_PROBLEM DESCRIPTION_.
Each line of the listing is to be copied exactly.

_SOURCE MATERIAL_.
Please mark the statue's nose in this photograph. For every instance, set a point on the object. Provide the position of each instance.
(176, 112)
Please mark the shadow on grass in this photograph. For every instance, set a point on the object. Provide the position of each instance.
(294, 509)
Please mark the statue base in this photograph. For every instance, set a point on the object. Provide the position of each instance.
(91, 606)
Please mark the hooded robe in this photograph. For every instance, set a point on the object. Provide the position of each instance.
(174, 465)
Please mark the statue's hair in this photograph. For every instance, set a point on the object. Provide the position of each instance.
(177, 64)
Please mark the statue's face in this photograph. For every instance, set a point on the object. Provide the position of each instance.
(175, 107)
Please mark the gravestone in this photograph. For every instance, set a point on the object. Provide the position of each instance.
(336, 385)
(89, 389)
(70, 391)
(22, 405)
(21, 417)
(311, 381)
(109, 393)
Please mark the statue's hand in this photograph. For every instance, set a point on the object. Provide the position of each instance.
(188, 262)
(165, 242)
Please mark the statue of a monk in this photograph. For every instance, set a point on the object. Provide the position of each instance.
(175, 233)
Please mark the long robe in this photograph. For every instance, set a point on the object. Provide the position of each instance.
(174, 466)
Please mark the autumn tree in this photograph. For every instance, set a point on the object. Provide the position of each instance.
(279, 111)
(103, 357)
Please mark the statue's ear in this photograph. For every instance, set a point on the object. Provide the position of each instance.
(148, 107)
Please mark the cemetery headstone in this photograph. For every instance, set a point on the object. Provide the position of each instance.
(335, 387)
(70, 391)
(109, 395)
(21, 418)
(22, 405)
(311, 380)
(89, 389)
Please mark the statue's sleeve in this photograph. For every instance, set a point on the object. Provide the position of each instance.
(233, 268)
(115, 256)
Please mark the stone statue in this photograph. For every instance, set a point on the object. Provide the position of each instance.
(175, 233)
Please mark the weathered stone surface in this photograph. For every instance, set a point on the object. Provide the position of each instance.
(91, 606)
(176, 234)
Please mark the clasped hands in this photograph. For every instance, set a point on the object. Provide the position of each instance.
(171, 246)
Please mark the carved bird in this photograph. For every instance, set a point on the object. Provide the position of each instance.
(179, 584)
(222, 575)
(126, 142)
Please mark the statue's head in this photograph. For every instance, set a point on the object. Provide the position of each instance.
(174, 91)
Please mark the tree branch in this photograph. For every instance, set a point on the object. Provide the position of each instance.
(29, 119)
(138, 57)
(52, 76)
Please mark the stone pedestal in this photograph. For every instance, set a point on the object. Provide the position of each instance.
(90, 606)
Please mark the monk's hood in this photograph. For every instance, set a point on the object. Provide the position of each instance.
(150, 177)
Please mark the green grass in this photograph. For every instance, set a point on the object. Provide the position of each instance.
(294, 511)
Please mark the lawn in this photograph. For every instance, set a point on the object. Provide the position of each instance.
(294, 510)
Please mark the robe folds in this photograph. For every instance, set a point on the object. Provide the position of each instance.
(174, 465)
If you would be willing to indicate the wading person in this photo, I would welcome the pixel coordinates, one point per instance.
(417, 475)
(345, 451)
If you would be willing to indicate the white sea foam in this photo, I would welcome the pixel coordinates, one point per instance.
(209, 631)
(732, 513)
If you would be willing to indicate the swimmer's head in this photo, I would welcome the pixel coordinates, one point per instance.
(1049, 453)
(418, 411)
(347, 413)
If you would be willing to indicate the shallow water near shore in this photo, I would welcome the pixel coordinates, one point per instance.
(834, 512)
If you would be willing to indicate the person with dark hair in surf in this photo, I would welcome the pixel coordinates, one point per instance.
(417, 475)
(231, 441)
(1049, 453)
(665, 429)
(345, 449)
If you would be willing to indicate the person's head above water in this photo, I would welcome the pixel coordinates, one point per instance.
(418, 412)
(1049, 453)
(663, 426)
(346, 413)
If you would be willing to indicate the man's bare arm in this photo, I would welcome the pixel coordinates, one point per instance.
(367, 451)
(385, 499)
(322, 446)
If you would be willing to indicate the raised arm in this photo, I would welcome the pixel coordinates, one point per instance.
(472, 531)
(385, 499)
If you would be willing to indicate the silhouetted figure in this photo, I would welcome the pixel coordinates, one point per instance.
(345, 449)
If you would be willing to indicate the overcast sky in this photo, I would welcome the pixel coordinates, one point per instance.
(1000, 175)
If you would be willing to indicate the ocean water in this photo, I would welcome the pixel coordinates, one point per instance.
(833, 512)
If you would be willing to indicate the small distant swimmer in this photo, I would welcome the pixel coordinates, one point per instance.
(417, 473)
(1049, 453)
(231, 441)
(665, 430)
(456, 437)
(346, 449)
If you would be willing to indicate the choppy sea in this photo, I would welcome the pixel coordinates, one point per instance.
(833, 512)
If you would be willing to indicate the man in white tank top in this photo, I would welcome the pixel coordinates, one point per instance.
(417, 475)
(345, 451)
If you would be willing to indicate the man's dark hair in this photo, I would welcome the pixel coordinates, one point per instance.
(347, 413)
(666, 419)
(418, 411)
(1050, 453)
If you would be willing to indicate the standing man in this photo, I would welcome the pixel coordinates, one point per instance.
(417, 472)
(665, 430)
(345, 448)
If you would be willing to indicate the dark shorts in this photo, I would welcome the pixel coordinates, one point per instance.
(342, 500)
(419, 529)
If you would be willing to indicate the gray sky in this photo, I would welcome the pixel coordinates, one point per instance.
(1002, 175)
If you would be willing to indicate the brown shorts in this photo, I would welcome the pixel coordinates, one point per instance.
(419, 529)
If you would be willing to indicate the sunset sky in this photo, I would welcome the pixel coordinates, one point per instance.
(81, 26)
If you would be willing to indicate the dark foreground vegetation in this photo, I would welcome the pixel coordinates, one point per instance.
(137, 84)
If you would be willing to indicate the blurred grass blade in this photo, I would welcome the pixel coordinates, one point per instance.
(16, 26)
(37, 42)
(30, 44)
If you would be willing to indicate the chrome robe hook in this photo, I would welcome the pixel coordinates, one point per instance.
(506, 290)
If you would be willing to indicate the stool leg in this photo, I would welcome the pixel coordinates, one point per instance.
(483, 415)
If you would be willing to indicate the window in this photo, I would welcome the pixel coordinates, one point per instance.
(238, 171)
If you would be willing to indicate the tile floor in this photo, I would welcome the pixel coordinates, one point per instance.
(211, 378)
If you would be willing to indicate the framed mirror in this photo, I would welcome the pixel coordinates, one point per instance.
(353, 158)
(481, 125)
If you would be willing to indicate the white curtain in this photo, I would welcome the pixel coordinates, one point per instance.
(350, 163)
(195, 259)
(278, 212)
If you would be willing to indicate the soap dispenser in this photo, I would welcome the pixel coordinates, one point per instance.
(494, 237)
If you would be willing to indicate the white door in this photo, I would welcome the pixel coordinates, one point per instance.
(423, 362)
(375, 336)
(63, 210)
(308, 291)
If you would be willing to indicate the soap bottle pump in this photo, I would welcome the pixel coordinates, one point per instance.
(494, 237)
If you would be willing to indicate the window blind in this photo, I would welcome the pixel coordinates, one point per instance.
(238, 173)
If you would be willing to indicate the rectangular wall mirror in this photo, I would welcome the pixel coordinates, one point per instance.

_COMPLETED TASK_.
Please mark the statue's nose in this photograph. For every instance, set a point on the object. Provide the position of each instance.
(176, 112)
Please mark the shadow on grass in this photograph. For every instance, set a point on the object. Provide the position of each instance.
(294, 509)
Please mark the statue base in this photograph. For every instance, set a point on the object. Provide the position of each instance.
(91, 606)
Please mark the hooded robe in this photograph. For every instance, set a point on the object. Provide the position of each instance.
(174, 465)
Please mark the statue's hair in this photograph. For every instance, set a point on the object. Provide the position of each instance.
(177, 64)
Please mark the statue's face in this photograph. For every instance, set a point on the object. Provide the position of each instance.
(175, 107)
Please mark the gravestone in this photograph. For every instance, set a point on the object. Provide the position of each instance.
(336, 385)
(89, 389)
(70, 391)
(22, 405)
(21, 417)
(311, 381)
(109, 393)
Please mark the statue's hand in this photograph. For every instance, set a point on the object. Provide the position of each instance.
(188, 262)
(165, 242)
Please mark the statue of a monk in this photograph. For every instance, set a point on the object. Provide the position of each instance.
(175, 233)
Please mark the long robe in this photograph. For every instance, set a point on the object. Provide the position of each instance.
(174, 466)
Please mark the autumn tree in this photograph. For every instance, set a point on the object. Provide the position of each instance.
(279, 111)
(103, 357)
Please mark the statue's ear in this photograph. For every instance, set a point on the object. Provide the position of each instance.
(148, 107)
Please mark the cemetery headstone in this photograph. For every instance, set a point on the object. Provide the position of each instance.
(335, 387)
(70, 391)
(109, 395)
(21, 418)
(22, 405)
(311, 380)
(89, 389)
Please mark the statue's sleeve in this photograph. For every instance, set a point on the object. Provide the position of each instance.
(233, 268)
(115, 256)
Please mark the stone statue in this photograph. For every instance, set a point on the object. Provide the position of each instance.
(175, 233)
Please mark the weathered stone surface in this photograph. For every instance, set a point on the object. Provide the position of each instance.
(91, 606)
(176, 234)
Please mark the clasped hands in this photograph. For every instance, set a point on the object. Provide the position of each instance.
(171, 246)
Please mark the carved bird in this photograph. For every instance, set a point on the object. Provide the position of each instance.
(179, 584)
(222, 575)
(126, 142)
Please mark the statue's head in this photograph. For every instance, set a point on the object. Provide the position of each instance.
(174, 91)
Please mark the tree branch in this photograph. For every instance, set a point on the object. Provide the position of each instance.
(29, 119)
(138, 57)
(52, 76)
Please mark the stone pedestal in this photograph. For every instance, set a point on the object. Provide the position of each instance.
(90, 606)
Please mark the monk's hood in this photograph. For every instance, set a point on the object. Provide the position of each instance.
(150, 177)
Please mark the green grass in this photograph. For every instance, set a point on the object. Provide the position of each instance.
(294, 511)
Please mark the lawn in this photograph. For every instance, set a point on the object. Provide the position of each instance.
(294, 510)
Please mark the robe folds in this photograph. For every instance, set a point on the object. Provide the position of each instance.
(174, 465)
If you would be willing to indicate the wading person in this photo, I would welcome the pixel coordinates, one point per instance.
(417, 475)
(345, 451)
If you would be willing to indicate the white sea foam in this photo, I would welcome the pixel coordinates, one point per instance.
(209, 631)
(732, 513)
If you would be willing to indicate the swimmer's head in this photo, I would welcome the pixel coordinates, one point per instance.
(1049, 453)
(418, 411)
(347, 413)
If you would be willing to indicate the shallow water near shore in this photo, I would welcome the pixel coordinates, one point per instance.
(834, 512)
If you would be willing to indicate the person with dark hair in surf in this photo, I would welcome the pixel coordinates, one point per instance.
(417, 475)
(231, 441)
(1049, 453)
(665, 429)
(345, 449)
If you would be willing to indicate the person's head above water in this photo, I would welcome the pixel coordinates, one point per instance.
(418, 412)
(1049, 453)
(663, 426)
(346, 413)
If you would be willing to indicate the man's bare arm in this photo, I would welcome the pixel coordinates, one point per instance.
(367, 451)
(385, 499)
(322, 446)
If you would be willing to indicate the raised arm in this photo, I would welcome the pixel coordinates, one point per instance.
(472, 531)
(385, 499)
If you would be willing to indicate the silhouetted figure in this photo, I would welcome the pixel coordinates, one point per instance.
(345, 449)
If you would be willing to indicate the overcast sky in this photo, I would welcome the pixel coordinates, one point per instance.
(1000, 175)
If you would be willing to indicate the ocean water in this photo, I would welcome the pixel coordinates, one point per instance.
(833, 512)
If you would be willing to indicate the small distant swimmer in this photo, I would welcome the pixel coordinates, one point per instance.
(417, 473)
(1049, 453)
(231, 441)
(665, 430)
(456, 437)
(346, 449)
If you would be willing to indicate the choppy sea in this photo, I would welcome the pixel coordinates, one point per instance.
(833, 512)
If you would be willing to indicate the man in white tank top in this photo, I would welcome the pixel coordinates, one point per instance.
(417, 475)
(345, 451)
If you would be willing to indicate the man's dark hair in this photo, I would welcome the pixel coordinates, one point per instance.
(347, 413)
(666, 419)
(418, 411)
(1050, 453)
If you would be willing to indicate the standing man in this photo, I would welcome the pixel coordinates, one point per instance.
(417, 472)
(665, 430)
(345, 448)
If you would be willing to indicate the dark shorts in this photo, I would welcome the pixel coordinates, one point per instance.
(342, 500)
(419, 529)
If you would be willing to indicate the gray sky in this photo, I would welcome the pixel coordinates, one point per instance.
(1002, 175)
If you would be willing to indicate the brown shorts in this photo, I would welcome the pixel coordinates, one point per instance.
(419, 529)
If you would be willing to indicate the sunset sky in this photo, I would welcome the pixel coordinates, one point per instance.
(81, 26)
If you would be willing to indicate the dark foreground vegetation in this photo, I would welcome the pixel coordinates, one point per instance.
(137, 84)
If you would be willing to indicate the blurred grass blade in this photo, I would welcome the pixel coordinates, one point per instance.
(16, 26)
(37, 42)
(30, 44)
If you would be willing to indicate the chrome robe hook in this photo, I would welcome the pixel coordinates, one point per instance.
(506, 290)
If you would be willing to indicate the stool leg in this photo, I would welcome the pixel coordinates, one point per instance.
(483, 415)
If you would be willing to indicate the window in this photo, I would welcome the pixel coordinates, one point per instance.
(238, 171)
If you would be willing to indicate the tile floor in this photo, I would welcome the pixel coordinates, one point per instance.
(211, 378)
If you would be willing to indicate the framed mirror in this photo, I would welcome the pixel coordinates, one point per instance.
(353, 158)
(481, 125)
If you would be willing to indicate the white curtain in this photo, I would welcome the pixel coordinates, one point per instance.
(350, 163)
(195, 259)
(278, 212)
If you would be willing to indicate the soap dispenser in this photo, I would welcome the pixel coordinates, one point per instance.
(494, 237)
If you would be willing to indicate the white door in this photo, I would welcome the pixel coordinates, one point per instance.
(423, 362)
(375, 336)
(63, 210)
(308, 291)
If you would be willing to indicate the soap bottle pump in this photo, I would welcome the pixel coordinates, one point per instance.
(494, 237)
If you would be willing to indicate the window blind in this photo, I would welcome the pixel coordinates, one point per instance.
(238, 173)
If you would be willing to indicate the rectangular wall mirror in this photo, I would welcome the pixel coordinates, one point per instance.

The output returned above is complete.